__Your objective__
Write out all the data again, exactly as it stands.

• • • •

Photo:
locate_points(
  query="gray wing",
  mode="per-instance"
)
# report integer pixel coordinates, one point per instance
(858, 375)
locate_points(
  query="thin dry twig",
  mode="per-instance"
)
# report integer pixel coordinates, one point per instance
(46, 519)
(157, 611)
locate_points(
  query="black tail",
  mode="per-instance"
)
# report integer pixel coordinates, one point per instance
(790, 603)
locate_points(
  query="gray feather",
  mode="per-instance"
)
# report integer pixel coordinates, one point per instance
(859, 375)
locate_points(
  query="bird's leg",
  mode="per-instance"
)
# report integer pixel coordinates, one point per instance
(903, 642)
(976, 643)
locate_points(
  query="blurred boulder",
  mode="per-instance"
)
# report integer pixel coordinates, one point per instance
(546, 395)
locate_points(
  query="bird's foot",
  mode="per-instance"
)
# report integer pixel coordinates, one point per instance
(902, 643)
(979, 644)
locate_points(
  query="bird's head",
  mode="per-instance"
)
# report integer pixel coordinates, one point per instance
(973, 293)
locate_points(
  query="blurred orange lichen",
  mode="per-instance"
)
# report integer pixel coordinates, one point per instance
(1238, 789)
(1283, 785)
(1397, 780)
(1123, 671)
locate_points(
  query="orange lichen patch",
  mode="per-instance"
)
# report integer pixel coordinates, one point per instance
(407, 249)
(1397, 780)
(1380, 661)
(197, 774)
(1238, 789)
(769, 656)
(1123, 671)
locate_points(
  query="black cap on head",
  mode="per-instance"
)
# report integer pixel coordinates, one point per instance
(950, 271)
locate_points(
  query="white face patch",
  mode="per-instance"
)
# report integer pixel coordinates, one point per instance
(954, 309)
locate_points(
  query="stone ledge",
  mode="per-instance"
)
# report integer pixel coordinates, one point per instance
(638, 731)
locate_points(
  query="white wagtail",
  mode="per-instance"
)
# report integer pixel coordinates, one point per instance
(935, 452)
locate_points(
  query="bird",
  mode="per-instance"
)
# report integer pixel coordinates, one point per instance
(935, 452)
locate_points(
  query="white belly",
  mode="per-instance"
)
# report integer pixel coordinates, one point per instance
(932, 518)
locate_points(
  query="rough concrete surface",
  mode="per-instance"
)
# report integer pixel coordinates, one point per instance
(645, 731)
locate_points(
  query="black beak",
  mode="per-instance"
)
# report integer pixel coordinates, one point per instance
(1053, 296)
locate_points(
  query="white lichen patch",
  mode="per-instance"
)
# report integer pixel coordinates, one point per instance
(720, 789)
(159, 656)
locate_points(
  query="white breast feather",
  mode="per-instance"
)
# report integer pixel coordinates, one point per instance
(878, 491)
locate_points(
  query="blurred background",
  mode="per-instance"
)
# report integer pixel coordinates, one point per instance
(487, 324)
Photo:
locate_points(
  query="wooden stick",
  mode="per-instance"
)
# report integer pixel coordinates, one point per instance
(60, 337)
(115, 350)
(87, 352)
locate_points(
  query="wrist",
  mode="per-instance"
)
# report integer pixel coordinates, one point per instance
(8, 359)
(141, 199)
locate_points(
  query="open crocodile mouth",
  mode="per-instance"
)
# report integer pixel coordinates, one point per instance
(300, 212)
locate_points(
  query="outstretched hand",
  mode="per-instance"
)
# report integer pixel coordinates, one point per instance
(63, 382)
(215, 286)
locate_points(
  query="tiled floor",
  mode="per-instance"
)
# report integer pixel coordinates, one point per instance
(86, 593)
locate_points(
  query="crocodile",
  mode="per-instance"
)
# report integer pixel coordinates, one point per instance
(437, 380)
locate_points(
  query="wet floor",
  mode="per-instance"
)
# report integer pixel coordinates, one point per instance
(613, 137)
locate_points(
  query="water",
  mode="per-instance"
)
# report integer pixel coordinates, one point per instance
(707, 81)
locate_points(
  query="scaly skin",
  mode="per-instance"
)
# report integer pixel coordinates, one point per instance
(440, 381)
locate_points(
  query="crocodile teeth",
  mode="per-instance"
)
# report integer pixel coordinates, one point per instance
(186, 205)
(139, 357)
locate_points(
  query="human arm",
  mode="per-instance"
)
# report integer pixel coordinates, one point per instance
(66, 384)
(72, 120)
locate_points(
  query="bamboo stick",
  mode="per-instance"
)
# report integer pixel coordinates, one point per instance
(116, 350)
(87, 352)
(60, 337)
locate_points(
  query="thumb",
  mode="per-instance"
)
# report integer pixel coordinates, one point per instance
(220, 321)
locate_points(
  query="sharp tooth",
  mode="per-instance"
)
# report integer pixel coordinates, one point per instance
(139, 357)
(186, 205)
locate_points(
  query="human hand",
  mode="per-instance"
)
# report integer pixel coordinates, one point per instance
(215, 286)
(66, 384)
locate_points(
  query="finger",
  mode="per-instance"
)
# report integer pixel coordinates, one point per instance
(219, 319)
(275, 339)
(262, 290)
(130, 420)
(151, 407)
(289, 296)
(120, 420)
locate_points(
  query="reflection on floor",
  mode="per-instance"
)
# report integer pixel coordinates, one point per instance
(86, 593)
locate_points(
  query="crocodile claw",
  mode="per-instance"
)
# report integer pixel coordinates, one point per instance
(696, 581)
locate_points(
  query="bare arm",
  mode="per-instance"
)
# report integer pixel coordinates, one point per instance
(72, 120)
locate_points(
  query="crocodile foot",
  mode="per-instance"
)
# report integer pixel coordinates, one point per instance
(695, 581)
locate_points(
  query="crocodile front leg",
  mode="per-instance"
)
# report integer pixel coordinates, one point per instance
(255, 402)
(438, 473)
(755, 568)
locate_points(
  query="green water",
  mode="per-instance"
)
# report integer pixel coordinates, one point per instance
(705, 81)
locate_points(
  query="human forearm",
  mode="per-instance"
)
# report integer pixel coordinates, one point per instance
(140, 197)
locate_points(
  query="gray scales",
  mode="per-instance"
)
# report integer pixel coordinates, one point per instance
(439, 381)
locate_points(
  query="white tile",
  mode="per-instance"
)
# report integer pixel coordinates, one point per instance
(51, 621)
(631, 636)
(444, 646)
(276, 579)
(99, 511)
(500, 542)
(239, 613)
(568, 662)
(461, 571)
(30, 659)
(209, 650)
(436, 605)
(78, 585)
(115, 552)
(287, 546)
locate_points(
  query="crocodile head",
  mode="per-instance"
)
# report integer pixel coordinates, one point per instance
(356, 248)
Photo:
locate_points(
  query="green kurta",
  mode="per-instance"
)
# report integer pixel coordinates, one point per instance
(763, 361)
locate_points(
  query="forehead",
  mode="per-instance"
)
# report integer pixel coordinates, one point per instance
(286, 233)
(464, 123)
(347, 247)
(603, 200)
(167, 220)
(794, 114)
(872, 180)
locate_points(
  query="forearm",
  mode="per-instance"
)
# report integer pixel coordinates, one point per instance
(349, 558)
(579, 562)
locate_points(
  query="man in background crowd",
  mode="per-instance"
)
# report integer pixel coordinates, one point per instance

• • • •

__Result of this exercise__
Photo:
locate_points(
  query="gray wing",
  mode="per-instance"
)
# report integer pixel coordinates, one point per instance
(858, 375)
locate_points(
  query="thin dry twig",
  mode="per-instance"
)
# report integer pixel coordinates, one point per instance
(46, 519)
(157, 611)
locate_points(
  query="black tail",
  mode="per-instance"
)
# report integer pixel coordinates, one point per instance
(790, 603)
locate_points(
  query="gray feather",
  mode="per-instance"
)
# report integer pixel coordinates, one point per instance
(859, 375)
locate_points(
  query="bird's leg",
  mode="per-instance"
)
# report integer pixel coordinates, one point per instance
(903, 642)
(976, 643)
locate_points(
  query="blurred boulder",
  mode="per-instance"
)
# report integer pixel coordinates, one point per instance
(546, 395)
locate_points(
  query="bird's foot",
  mode="per-instance"
)
# report integer pixel coordinates, one point per instance
(902, 643)
(979, 644)
locate_points(
  query="bird's head",
  mode="per-instance"
)
# report integer pixel coordinates, one point per instance
(973, 293)
locate_points(
  query="blurred orange lichen",
  mode="per-instance"
)
# report integer pixel coordinates, one point per instance
(1238, 789)
(1283, 785)
(1397, 780)
(1123, 671)
locate_points(
  query="orange lichen patch",
  mode="per-instance"
)
# report integer pixel coordinates, one point per instance
(407, 249)
(1397, 780)
(1380, 661)
(197, 774)
(1238, 789)
(769, 656)
(1123, 671)
locate_points(
  query="black cap on head",
  mode="per-instance"
)
# report integer pixel coordinates, one point per instance
(950, 271)
locate_points(
  query="white face patch",
  mode="per-instance"
)
# report integer pixel coordinates, one point per instance
(954, 309)
locate_points(
  query="stone ledge",
  mode="per-instance"
)
# report integer pixel coordinates, one point per instance
(638, 731)
locate_points(
  query="white wagtail",
  mode="per-instance"
)
# report integer pixel coordinates, one point per instance
(935, 452)
locate_points(
  query="bird",
  mode="per-instance"
)
# report integer pixel coordinates, one point per instance
(935, 452)
locate_points(
  query="white belly",
  mode="per-instance"
)
# report integer pixel coordinates, one point per instance
(932, 518)
locate_points(
  query="rough concrete surface",
  mode="per-instance"
)
# report integer pixel coordinates, one point per instance
(645, 731)
locate_points(
  query="black beak",
  mode="per-instance"
)
# report integer pixel coordinates, one point per instance
(1053, 296)
locate_points(
  query="white lichen patch",
  mode="per-instance"
)
# report integer pixel coordinates, one point per instance
(720, 789)
(159, 656)
locate_points(
  query="white breast feather",
  mode="per-instance"
)
# report integer pixel coordinates, one point per instance
(878, 491)
locate_points(
  query="blurred background",
  mode="per-instance"
)
# report integer pixel coordinates, one point per instance
(487, 324)
Photo:
locate_points(
  query="wooden stick",
  mode="per-instance"
)
# report integer pixel coordinates, one point per instance
(60, 337)
(115, 350)
(87, 352)
locate_points(
  query="wrist",
  mode="per-instance"
)
# report integer pixel coordinates, one point per instance
(8, 359)
(141, 199)
locate_points(
  query="open crocodile mouth",
  mode="per-instance"
)
# report integer pixel coordinates, one point per instance
(300, 212)
locate_points(
  query="outstretched hand",
  mode="per-instance"
)
# report integer pixel coordinates, one point per instance
(63, 382)
(215, 286)
locate_points(
  query="tiled floor",
  mode="per-instance"
)
# report integer pixel coordinates, one point per instance
(86, 593)
locate_points(
  query="crocodile",
  mode="per-instance"
)
# report integer pixel coordinates, one point per instance
(437, 380)
locate_points(
  query="wet floor",
  mode="per-instance"
)
# report integer pixel coordinates, one point per instance
(613, 137)
locate_points(
  query="water",
  mode="per-instance"
)
# report integer pixel coordinates, one point per instance
(707, 81)
locate_points(
  query="scaly skin",
  mode="per-instance"
)
# report integer pixel coordinates, one point per instance
(440, 381)
locate_points(
  query="crocodile teeth",
  mode="per-instance"
)
# report integer pixel coordinates, one point per instance
(186, 205)
(139, 357)
locate_points(
  query="human arm",
  mode="per-instance"
)
# report integer pixel coordinates, one point per instance
(66, 384)
(72, 120)
locate_points(
  query="bamboo stick",
  mode="per-instance"
)
# report integer pixel coordinates, one point per instance
(116, 350)
(87, 352)
(60, 337)
locate_points(
  query="thumb",
  mode="per-instance"
)
# report integer pixel coordinates, one point per instance
(220, 321)
locate_points(
  query="sharp tooth",
  mode="per-instance"
)
# report integer pixel coordinates, one point per instance
(139, 357)
(186, 205)
locate_points(
  query="human hand",
  mode="per-instance"
)
# report integer pixel coordinates, one point per instance
(215, 286)
(66, 384)
locate_points(
  query="finger",
  mode="per-instance"
)
# report integer pixel coordinates, one point per instance
(219, 319)
(275, 339)
(262, 290)
(130, 420)
(151, 407)
(289, 296)
(120, 420)
locate_points(
  query="reflection on floor",
  mode="per-instance"
)
# report integer pixel coordinates, one point per instance
(86, 593)
locate_points(
  query="crocodile claw",
  mode="per-instance"
)
# report integer pixel coordinates, one point per instance
(696, 581)
locate_points(
  query="bare arm",
  mode="per-instance"
)
# report integer pixel coordinates, one point per instance
(72, 120)
locate_points(
  query="crocodile foot",
  mode="per-instance"
)
# report integer pixel coordinates, one point per instance
(695, 581)
locate_points(
  query="crocodile front leg",
  mode="per-instance"
)
# report integer pixel coordinates, one point per instance
(255, 402)
(438, 473)
(755, 568)
locate_points(
  query="green water",
  mode="per-instance"
)
# report integer pixel coordinates, one point per instance
(705, 81)
locate_points(
  query="human forearm",
  mode="per-instance"
)
# report integer pixel coordinates, one point per instance
(140, 197)
locate_points(
  query="gray scales",
  mode="per-instance"
)
# report integer pixel coordinates, one point per instance
(439, 381)
locate_points(
  query="white tile",
  mode="per-instance"
)
# report integer pixel coordinates, one point per instance
(51, 621)
(631, 636)
(444, 646)
(276, 579)
(99, 511)
(500, 542)
(239, 613)
(568, 662)
(461, 571)
(30, 659)
(209, 650)
(436, 605)
(78, 585)
(115, 552)
(287, 546)
locate_points(
  query="crocodile head",
  mode="per-instance"
)
# report integer pixel coordinates, one point per instance
(356, 248)
Photo:
locate_points(
  query="green kurta",
  mode="per-instance"
)
# report integer pixel coordinates, one point per instance
(763, 361)
locate_points(
  query="forehead",
  mode="per-instance"
)
# report integer pixel coordinates, one point per instance
(286, 233)
(464, 123)
(347, 247)
(603, 200)
(167, 220)
(794, 114)
(872, 180)
locate_points(
  query="forearm",
  mode="per-instance"
)
# report integer pixel coordinates, one point per instance
(349, 558)
(579, 562)
locate_points(
  query="man in background crowd",
  mode="per-instance"
)
# report integer pixel coordinates, one point per instance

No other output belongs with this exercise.